Page text.
Why writers have to talk to their characters

Posted on January 5, 2018

(Honestly, this is not just a way to justify why I spend so much time talking to myself.)

It’s important that key characters in any story can throw the reader the occasional curve ball.

It’s vital is that you, the writer, were expecting that curve ball, and know what it’s leading to.

It sounds like it ought to be easy – you’re the writer, of course you know what’s coming next! – but it can be all too easy to write problem characters who are boringly predictable or annoyingly erratic.
The key is to realize that all your characters have three parts to their back stories: the parts their companions know about, the parts they don’t, and the parts that even the character has forgotten about or doesn’t understand.

As an amateur writer for 30 years, I had the time to flounder about to build full back stories for my problem characters, but if you want to write seriously, you must speed that process up.

One of the best ways is to have repeated imaginary conversations, either with your problem character, or with other characters that know them well. The three types of conversations are:

– Down the pub
– ‘I don’t know why I’m telling you/doing this…’
– Where did that come from?

Down the pub…
This is straightforward enough: it’s how the character talks to someone they’ve just met, don’t know well, or don’t trust. It’s about what they do and don’t choose to reveal. What do they want people to know about them? Why is that important? Are they being themselves or putting on a façade? How wary or open they are can tell you a lot about where they’ve come from, and how they are going to develop.

‘I don’t know why…’
This is where the curve balls emerge. The character may even surprise themselves by saying or doing something unexpected – but what, and to who, has to be relevant to the story.

At this point you, as a writer, have to check if, maybe, your words are just wrong for that character. If they are, save yourself a lot of grief and take them out now! Alternatively, if it’s plot critical, see if you can move them to another, more suitable character.

If it is something that everything hinges on later, and it HAS to be this character who says or does it, that’s when you have to spend more time working through it.

(Object position labeling entries)
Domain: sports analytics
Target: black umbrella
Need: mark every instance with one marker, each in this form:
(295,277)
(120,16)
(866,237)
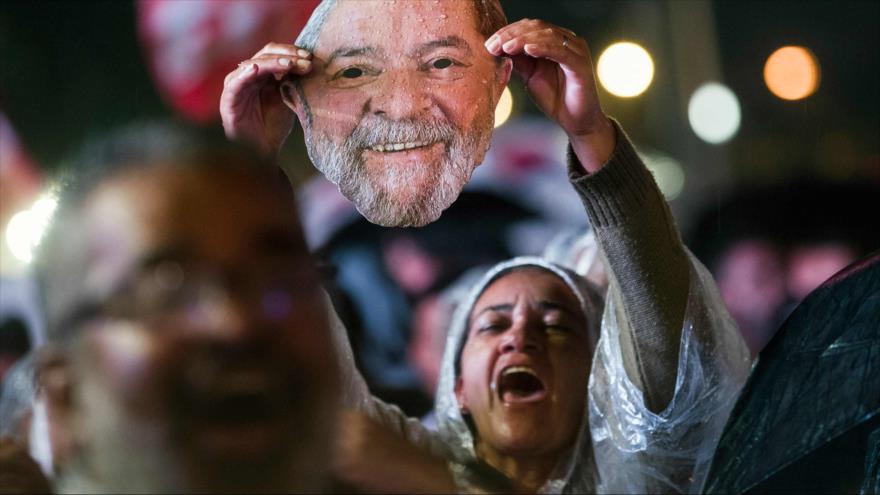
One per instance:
(807,418)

Short exercise 1.
Print the part of the post that begins at the words "One of the best" and stops after "that come from?".
Short exercise 2.
List the three types of imaginary conversations the post names.
The entries are separate material, apart from the post.

Exercise answer 1.
One of the best ways is to have repeated imaginary conversations, either with your problem character, or with other characters that know them well. The three types of conversations are:

– Down the pub
– ‘I don’t know why I’m telling you/doing this…’
– Where did that come from?

Exercise answer 2.
- Down the pub
- ‘I don’t know why I’m telling you/doing this…’
- Where did that come from?